━━━━━ Records for this exercise

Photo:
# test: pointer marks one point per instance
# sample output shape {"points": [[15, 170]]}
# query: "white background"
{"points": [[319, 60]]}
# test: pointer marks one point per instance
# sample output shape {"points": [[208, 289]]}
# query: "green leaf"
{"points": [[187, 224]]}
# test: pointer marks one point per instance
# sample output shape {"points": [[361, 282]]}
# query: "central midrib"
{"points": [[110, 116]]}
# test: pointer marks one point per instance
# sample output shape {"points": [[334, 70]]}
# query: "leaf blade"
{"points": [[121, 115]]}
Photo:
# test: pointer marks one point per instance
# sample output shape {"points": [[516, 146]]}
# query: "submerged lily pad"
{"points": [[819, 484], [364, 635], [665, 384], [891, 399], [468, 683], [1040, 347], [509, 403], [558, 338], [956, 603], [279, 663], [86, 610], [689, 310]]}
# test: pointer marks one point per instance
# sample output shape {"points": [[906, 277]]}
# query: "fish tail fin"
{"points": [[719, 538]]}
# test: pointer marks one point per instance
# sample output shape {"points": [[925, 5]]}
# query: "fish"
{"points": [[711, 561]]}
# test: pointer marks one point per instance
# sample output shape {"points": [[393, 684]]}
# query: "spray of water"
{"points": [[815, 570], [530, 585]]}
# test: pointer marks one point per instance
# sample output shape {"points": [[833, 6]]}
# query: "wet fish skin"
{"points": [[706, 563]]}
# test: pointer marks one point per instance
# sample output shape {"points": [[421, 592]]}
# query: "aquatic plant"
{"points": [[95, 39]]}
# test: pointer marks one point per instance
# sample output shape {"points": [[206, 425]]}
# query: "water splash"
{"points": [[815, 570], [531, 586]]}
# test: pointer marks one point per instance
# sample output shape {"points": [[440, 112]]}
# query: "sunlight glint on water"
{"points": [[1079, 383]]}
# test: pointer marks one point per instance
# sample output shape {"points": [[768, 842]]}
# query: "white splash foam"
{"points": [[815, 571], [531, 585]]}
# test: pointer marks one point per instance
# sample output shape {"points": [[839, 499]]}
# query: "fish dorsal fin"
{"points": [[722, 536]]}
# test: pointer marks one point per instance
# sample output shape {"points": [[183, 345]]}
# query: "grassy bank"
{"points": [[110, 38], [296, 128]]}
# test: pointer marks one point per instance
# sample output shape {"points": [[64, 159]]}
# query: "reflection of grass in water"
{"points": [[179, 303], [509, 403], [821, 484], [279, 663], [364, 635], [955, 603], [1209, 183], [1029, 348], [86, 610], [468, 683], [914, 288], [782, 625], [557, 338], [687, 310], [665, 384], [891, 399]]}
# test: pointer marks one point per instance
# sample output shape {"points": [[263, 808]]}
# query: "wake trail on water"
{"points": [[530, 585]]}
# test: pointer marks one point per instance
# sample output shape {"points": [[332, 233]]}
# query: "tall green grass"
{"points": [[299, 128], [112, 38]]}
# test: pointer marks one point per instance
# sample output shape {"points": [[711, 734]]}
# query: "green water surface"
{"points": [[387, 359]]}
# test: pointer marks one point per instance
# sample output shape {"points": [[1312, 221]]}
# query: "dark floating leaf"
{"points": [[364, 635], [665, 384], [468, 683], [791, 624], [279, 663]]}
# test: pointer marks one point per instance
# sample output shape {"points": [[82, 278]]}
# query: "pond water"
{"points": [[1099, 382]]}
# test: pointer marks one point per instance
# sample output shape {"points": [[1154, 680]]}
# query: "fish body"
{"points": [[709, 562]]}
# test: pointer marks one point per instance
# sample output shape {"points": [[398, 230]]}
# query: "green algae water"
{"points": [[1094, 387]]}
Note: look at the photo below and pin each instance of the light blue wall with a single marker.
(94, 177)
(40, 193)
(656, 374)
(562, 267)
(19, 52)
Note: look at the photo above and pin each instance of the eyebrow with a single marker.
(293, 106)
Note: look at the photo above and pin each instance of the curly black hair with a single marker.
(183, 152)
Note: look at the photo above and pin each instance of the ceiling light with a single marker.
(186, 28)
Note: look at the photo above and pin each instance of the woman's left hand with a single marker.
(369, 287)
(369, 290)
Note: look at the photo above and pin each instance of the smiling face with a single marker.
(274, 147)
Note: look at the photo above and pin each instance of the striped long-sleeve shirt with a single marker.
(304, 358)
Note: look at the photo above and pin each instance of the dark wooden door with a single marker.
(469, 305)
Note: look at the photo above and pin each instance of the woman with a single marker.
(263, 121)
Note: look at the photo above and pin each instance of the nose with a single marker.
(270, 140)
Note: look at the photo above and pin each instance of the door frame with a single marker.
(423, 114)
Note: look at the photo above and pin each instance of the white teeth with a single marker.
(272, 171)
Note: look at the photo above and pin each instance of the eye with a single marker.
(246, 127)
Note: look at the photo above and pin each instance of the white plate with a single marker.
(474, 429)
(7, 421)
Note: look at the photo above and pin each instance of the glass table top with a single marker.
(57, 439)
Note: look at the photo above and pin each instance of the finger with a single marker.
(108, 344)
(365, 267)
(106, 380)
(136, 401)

━━━━━━━━━━

### [Assignment]
Each entry shown above is to be duplicated exactly.

### [Output for this task]
Photo:
# test: pointer marks one point per instance
# sample output shape {"points": [[15, 170]]}
# query: "white background"
{"points": [[319, 60]]}
# test: pointer marks one point per instance
# sample output shape {"points": [[208, 289]]}
# query: "green leaf"
{"points": [[187, 224]]}
# test: pointer marks one point per instance
# sample output shape {"points": [[361, 282]]}
# query: "central midrib"
{"points": [[110, 116]]}
# test: pointer marks one point per instance
# sample output shape {"points": [[334, 70]]}
# query: "leaf blade"
{"points": [[121, 115]]}
Photo:
# test: pointer marks one point per instance
# sample output shape {"points": [[516, 146]]}
# query: "submerged lily pad"
{"points": [[819, 484], [364, 635], [665, 384], [891, 399], [468, 683], [1040, 347], [509, 403], [558, 338], [956, 603], [279, 663], [86, 610], [689, 310]]}
# test: pointer marks one point per instance
# sample output shape {"points": [[906, 277]]}
# query: "fish tail fin"
{"points": [[719, 538]]}
# test: pointer marks one point per instance
# sample output shape {"points": [[925, 5]]}
# query: "fish"
{"points": [[711, 561]]}
# test: pointer marks one point per instance
# sample output shape {"points": [[393, 684]]}
# query: "spray of water"
{"points": [[815, 570], [530, 585]]}
# test: pointer marks one point per instance
# sample output shape {"points": [[833, 6]]}
# query: "wet fish skin"
{"points": [[706, 563]]}
# test: pointer marks one point per instance
# sample output shape {"points": [[421, 592]]}
# query: "aquatic plant"
{"points": [[95, 39]]}
# test: pointer marks one point per instance
# sample output shape {"points": [[206, 425]]}
# query: "water splash"
{"points": [[815, 570], [531, 586]]}
# test: pointer marks one point per instance
# sample output shape {"points": [[440, 112]]}
# query: "sunlight glint on water"
{"points": [[1079, 383]]}
# test: pointer marks one point per instance
# sample output shape {"points": [[768, 842]]}
# query: "white splash foam"
{"points": [[815, 571], [531, 585]]}
# test: pointer marks one point per instance
# sample output shape {"points": [[839, 499]]}
# query: "fish dorsal fin"
{"points": [[722, 536]]}
# test: pointer marks one point per instance
# sample output shape {"points": [[183, 345]]}
# query: "grassy bank"
{"points": [[110, 38], [296, 128]]}
# test: pointer marks one point per instance
# sample output shape {"points": [[64, 159]]}
# query: "reflection of grass in water"
{"points": [[179, 303], [509, 403], [821, 484], [279, 663], [364, 635], [955, 603], [1209, 183], [1029, 348], [86, 610], [468, 683], [914, 288], [782, 625], [557, 338], [687, 310], [665, 384], [891, 399]]}
# test: pointer marks one point per instance
# sample output shape {"points": [[263, 808]]}
# query: "wake trail on water"
{"points": [[530, 585]]}
# test: pointer marks one point per instance
# sample output shape {"points": [[332, 233]]}
# query: "tall green grass"
{"points": [[299, 128], [112, 38]]}
# test: pointer marks one point per instance
# sample output shape {"points": [[711, 734]]}
# query: "green water surface"
{"points": [[387, 359]]}
# test: pointer marks one point per instance
# sample output shape {"points": [[1312, 221]]}
# query: "dark floating leaf"
{"points": [[364, 635], [665, 384], [468, 683], [791, 624], [279, 663]]}
# test: pointer marks one point per instance
# sample output shape {"points": [[82, 278]]}
# query: "pond water"
{"points": [[1099, 382]]}
# test: pointer marks one point per instance
# sample output shape {"points": [[1154, 680]]}
# query: "fish body"
{"points": [[709, 562]]}
# test: pointer marks one point per instance
# sample output shape {"points": [[398, 230]]}
# query: "green algae water"
{"points": [[1094, 387]]}
Note: look at the photo below and pin each instance of the light blue wall with a single marker.
(94, 177)
(40, 193)
(656, 374)
(562, 267)
(19, 52)
Note: look at the photo above and pin each instance of the eyebrow with a single marker.
(293, 106)
Note: look at the photo above and pin each instance of the curly black hair with a single marker.
(183, 152)
Note: look at the photo above and pin each instance of the ceiling light with a single marker.
(186, 28)
Note: look at the photo above and pin each instance of the woman's left hand with a single marker.
(369, 287)
(369, 290)
Note: look at the photo above and pin each instance of the smiling face with a single marker.
(274, 147)
Note: look at the photo above and pin each instance of the striped long-sleeve shirt with a single marker.
(304, 358)
Note: look at the photo above and pin each instance of the dark wooden door with a single marker.
(469, 305)
Note: look at the photo above and pin each instance of the woman with a single marker.
(263, 121)
Note: look at the photo above and pin each instance of the nose with a single marker.
(270, 140)
Note: look at the photo above and pin each instance of the door frame with a single marker.
(423, 114)
Note: look at the photo above and pin each instance of the white teeth with a single marker.
(272, 171)
Note: look at the photo above and pin each instance of the eye with a single marker.
(246, 127)
Note: look at the photo above and pin each instance of the white plate with a single marker.
(474, 429)
(7, 421)
Note: look at the photo above and pin each instance of the glass table top with a single marker.
(57, 439)
Note: look at the photo above and pin each instance of the finger with a single marker.
(108, 344)
(365, 267)
(106, 380)
(136, 401)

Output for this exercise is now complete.